Restate every line of the material, word for word.

■ DATA LISTING ■
[Start of Attachment]
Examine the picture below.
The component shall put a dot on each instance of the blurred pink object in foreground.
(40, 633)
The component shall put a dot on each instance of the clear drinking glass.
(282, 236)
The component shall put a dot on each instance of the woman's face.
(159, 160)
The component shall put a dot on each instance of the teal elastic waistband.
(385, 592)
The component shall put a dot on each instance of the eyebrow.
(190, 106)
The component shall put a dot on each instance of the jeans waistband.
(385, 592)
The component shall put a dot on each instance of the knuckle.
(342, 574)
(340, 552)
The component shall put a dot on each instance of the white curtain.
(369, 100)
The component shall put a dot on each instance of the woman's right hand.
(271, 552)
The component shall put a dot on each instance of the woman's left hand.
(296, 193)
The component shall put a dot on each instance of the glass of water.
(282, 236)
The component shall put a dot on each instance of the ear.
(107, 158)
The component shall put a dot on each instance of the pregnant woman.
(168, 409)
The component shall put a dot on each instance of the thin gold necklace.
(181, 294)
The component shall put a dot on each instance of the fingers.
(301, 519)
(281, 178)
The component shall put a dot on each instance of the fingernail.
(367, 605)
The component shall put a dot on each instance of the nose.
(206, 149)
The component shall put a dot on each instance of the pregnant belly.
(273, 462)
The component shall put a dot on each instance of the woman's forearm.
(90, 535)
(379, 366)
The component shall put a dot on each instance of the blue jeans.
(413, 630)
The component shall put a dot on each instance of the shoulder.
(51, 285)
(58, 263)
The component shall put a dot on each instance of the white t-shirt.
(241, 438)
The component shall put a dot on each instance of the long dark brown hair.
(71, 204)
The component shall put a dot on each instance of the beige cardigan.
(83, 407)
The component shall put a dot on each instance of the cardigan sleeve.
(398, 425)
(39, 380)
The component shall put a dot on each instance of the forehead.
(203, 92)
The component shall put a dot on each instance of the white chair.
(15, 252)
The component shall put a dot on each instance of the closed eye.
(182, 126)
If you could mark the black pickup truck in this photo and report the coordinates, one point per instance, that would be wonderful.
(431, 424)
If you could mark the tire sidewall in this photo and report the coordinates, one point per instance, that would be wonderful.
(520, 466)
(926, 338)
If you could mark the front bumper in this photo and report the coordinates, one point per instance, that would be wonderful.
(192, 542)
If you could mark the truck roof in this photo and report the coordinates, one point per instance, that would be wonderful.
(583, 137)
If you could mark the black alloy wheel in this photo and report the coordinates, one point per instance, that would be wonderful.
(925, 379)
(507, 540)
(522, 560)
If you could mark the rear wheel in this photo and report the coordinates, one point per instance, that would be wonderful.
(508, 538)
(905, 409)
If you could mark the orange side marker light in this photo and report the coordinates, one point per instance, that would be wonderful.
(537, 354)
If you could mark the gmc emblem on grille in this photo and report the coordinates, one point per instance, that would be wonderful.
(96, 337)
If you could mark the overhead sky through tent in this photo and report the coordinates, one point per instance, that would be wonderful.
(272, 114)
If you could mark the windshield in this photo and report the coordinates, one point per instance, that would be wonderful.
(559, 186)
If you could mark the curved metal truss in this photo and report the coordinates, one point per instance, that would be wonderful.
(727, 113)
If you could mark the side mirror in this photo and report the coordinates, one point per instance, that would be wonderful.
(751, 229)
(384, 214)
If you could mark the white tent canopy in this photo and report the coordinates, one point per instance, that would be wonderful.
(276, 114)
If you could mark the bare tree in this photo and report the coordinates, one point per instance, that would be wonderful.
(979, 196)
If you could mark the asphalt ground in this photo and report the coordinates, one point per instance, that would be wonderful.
[End of Attachment]
■ FINISHED TASK ■
Examine the picture below.
The component shall put a dot on each instance of the blurred pink object in foreground.
(40, 633)
The component shall put a dot on each instance of the clear drinking glass.
(282, 236)
The component shall put a dot on each instance of the woman's face.
(159, 160)
The component shall put a dot on each instance of the teal elastic waistband.
(385, 592)
The component shall put a dot on each instance of the eyebrow.
(190, 106)
The component shall put a dot on each instance of the jeans waistband.
(385, 592)
The component shall put a dot on each instance of the knuckle.
(342, 574)
(340, 552)
The component shall put a dot on each instance of the white curtain.
(369, 100)
The component shall put a dot on each instance of the woman's right hand.
(271, 552)
The component shall put a dot on each instance of the woman's left hand.
(296, 193)
The component shall put a dot on each instance of the glass of water.
(282, 236)
The component shall put a dot on each instance of the ear.
(107, 158)
The component shall put a dot on each instance of the pregnant woman.
(168, 409)
The component shall put a dot on each instance of the thin gold necklace.
(181, 294)
The component shall put a dot on each instance of the fingers.
(301, 519)
(281, 178)
The component shall put a dot on each instance of the fingernail.
(367, 605)
The component shall put a dot on each instance of the nose.
(206, 149)
The component shall put a dot on each instance of the pregnant belly.
(273, 462)
The component shall put a dot on each instance of the woman's forearm.
(90, 535)
(379, 366)
The component shall put a dot on each instance of the blue jeans.
(413, 630)
The component shall put a dot on each instance of the shoulder.
(51, 285)
(58, 263)
The component shall put a dot on each instance of the white t-shirt.
(241, 438)
The component shall put a dot on each instance of the long dark brown hair.
(71, 204)
The component shall put a dot on each instance of the beige cardigan.
(83, 407)
The component shall put a dot on each instance of the cardigan sleeve.
(398, 425)
(39, 380)
The component shall put a dot on each instance of the forehead.
(203, 92)
The component shall put a dot on each instance of the white chair.
(15, 252)
The component shall put a dot on each instance of the closed eye.
(182, 126)
If you could mark the black pickup truck in this photo and report the coordinates, one point per instance, that would be wonderful.
(431, 424)
If you could mark the tire sidewall in this photo and report the coordinates, one point per instance, that would be wonderful.
(520, 466)
(926, 338)
If you could mark the front bumper in this photo and report the coordinates, one point per instance, that would be wonderful.
(192, 542)
If you could mark the truck roof in this photo and report the coordinates, one point per instance, that would be wonderful.
(583, 137)
If you could mark the black alloy wheel in this photo and report the coordinates, one point per instance, that would be wonderful.
(925, 379)
(507, 540)
(522, 560)
If you could mark the rear wheel in this photo and report the coordinates, one point per instance, that would be wonderful.
(508, 538)
(905, 409)
If you could mark the orange side marker light in this photo and report the coordinates, one point per instance, that would be wonderful.
(537, 354)
If you could mark the gmc emblem on grille in this photo and report the coordinates, one point per instance, that would be wonderful.
(96, 337)
If you could mark the overhead sky through tent in this photo and report the coordinates, one point per instance, that would be wonderful.
(272, 114)
If you could mark the windshield in this photo and report the coordinates, one point per instance, that would be wonderful.
(559, 186)
If you could mark the curved metal truss in this photo and report the coordinates, one point per instance, that would be wonderful.
(727, 113)
If you could mark the side mirror in this photo and report the coordinates, one point per instance, that would be wonderful.
(751, 229)
(384, 214)
If you could mark the white tent canopy in this photo and report the coordinates, one point per instance, that would be wonderful.
(276, 114)
If you could mark the bare tree in this photo and report the coordinates, one point per instance, that would be wonderful.
(979, 196)
If you could mark the asphalt ground in this photo and report the coordinates, one point per instance, that would be wonderful.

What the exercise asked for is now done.